## Goal:
In the records below, locate the line containing "of the metal"; output that line and every following line through the last, exactly.

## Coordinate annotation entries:
• • • • •
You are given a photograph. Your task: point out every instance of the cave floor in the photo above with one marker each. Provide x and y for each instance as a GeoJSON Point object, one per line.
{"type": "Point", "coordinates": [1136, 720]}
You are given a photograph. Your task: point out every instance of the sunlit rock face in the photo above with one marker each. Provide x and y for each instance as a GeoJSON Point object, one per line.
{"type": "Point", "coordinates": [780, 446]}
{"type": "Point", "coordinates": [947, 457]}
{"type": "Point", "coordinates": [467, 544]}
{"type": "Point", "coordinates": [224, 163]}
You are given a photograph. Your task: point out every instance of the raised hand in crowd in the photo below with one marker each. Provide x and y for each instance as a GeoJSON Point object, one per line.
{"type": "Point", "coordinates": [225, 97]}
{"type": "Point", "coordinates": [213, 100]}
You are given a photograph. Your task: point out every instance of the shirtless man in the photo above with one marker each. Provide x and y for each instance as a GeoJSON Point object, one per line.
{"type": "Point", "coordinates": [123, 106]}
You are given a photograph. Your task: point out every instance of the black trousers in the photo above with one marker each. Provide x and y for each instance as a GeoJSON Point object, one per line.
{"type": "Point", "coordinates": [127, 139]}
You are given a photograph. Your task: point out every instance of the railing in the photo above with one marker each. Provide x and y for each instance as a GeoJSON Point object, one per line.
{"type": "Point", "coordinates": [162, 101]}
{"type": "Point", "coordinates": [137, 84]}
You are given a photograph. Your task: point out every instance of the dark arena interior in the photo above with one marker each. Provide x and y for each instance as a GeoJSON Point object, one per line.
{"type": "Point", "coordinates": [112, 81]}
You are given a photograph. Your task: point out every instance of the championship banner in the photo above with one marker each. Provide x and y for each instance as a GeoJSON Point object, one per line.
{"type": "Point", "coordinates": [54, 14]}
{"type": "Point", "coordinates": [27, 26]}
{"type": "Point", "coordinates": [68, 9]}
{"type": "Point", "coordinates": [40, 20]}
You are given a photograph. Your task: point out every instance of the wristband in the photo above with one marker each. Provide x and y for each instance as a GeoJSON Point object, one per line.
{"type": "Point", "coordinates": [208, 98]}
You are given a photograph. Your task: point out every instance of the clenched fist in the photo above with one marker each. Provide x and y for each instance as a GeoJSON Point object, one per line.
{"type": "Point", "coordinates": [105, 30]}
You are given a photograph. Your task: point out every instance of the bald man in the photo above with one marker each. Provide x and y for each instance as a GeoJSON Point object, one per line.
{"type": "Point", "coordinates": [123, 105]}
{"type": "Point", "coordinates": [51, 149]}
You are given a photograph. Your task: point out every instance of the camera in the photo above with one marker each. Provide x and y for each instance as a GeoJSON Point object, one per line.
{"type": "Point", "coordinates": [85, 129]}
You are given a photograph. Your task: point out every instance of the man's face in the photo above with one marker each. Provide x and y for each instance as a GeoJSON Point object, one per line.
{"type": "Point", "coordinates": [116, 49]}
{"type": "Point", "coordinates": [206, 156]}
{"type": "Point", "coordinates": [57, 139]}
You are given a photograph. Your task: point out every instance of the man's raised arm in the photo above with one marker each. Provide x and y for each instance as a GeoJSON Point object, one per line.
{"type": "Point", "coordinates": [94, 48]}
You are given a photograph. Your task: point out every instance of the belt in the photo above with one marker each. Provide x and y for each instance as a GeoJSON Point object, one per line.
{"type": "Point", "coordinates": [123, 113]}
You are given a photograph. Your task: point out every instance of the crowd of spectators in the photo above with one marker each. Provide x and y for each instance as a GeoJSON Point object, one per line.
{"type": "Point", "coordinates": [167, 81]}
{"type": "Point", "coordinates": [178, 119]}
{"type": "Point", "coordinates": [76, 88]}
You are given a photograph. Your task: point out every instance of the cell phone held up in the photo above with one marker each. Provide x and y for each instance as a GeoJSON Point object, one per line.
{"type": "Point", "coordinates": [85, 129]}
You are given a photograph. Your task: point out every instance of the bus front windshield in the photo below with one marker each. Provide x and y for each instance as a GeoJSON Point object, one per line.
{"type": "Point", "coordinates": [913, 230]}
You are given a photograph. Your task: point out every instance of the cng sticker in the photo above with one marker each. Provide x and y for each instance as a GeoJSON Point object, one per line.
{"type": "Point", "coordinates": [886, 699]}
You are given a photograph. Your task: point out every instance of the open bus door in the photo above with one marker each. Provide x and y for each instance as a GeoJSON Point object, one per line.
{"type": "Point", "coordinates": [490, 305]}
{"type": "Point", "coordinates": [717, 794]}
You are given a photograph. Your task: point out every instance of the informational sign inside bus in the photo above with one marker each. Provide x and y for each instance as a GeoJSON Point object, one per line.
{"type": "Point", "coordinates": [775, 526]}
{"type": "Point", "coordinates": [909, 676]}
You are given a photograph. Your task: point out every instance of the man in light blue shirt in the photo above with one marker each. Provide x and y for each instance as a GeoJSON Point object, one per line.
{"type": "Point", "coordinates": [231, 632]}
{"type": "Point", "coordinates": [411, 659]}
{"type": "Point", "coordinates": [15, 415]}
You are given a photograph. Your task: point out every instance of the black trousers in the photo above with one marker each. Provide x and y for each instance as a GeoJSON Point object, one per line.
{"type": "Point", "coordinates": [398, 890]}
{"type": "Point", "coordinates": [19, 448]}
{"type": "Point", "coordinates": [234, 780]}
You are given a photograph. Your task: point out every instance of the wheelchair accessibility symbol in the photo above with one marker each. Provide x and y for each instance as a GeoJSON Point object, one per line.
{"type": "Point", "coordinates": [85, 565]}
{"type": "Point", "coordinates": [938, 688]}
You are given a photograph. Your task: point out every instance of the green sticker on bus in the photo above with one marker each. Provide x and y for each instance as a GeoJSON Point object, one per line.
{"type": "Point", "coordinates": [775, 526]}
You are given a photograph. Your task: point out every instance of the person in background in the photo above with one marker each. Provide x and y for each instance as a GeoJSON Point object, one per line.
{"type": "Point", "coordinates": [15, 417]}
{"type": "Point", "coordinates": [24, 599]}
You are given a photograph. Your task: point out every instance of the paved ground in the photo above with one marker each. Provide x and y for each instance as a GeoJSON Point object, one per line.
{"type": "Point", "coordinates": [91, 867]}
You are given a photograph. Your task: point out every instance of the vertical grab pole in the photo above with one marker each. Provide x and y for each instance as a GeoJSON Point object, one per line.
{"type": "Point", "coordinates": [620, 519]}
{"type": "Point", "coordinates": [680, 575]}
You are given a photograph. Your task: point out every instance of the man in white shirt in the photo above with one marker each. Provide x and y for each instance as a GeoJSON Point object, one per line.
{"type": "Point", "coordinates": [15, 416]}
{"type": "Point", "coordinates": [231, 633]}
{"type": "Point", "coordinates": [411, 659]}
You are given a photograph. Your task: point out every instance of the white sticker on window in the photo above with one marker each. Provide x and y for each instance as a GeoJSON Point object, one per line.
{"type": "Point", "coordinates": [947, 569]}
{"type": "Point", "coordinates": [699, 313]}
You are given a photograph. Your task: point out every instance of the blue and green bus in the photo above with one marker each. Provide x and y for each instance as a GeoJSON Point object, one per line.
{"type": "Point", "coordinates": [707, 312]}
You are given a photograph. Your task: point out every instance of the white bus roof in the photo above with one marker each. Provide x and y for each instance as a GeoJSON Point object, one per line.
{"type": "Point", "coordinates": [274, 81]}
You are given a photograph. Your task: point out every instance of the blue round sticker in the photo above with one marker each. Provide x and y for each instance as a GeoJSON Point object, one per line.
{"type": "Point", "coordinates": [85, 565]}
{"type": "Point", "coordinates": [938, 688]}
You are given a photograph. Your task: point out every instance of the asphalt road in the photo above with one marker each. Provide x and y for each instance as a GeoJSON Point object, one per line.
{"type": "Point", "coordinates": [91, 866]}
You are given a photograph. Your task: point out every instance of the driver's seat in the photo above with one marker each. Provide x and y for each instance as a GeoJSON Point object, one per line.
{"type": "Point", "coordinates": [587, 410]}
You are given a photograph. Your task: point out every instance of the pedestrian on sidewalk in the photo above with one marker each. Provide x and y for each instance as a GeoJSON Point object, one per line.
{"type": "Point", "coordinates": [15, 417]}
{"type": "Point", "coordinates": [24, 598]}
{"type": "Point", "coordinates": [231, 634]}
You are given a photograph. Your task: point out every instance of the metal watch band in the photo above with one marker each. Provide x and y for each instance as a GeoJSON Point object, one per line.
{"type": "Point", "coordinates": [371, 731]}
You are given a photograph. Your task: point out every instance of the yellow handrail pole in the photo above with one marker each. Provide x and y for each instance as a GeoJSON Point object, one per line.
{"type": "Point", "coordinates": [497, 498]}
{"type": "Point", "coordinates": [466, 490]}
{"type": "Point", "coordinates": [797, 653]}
• • • • •
## Task solution:
You are given a photograph. Your task: point out every instance of the metal watch band in the photo above with one marker each. Provide x and y for each instance as a GeoJSON Point object, one per line.
{"type": "Point", "coordinates": [371, 731]}
You are given a photograph. Your task: point out every instance of the yellow handrail pole in the photo above with one marker each. Provide x and y for each instance as a GeoJSON Point object, one per line.
{"type": "Point", "coordinates": [497, 498]}
{"type": "Point", "coordinates": [466, 490]}
{"type": "Point", "coordinates": [797, 653]}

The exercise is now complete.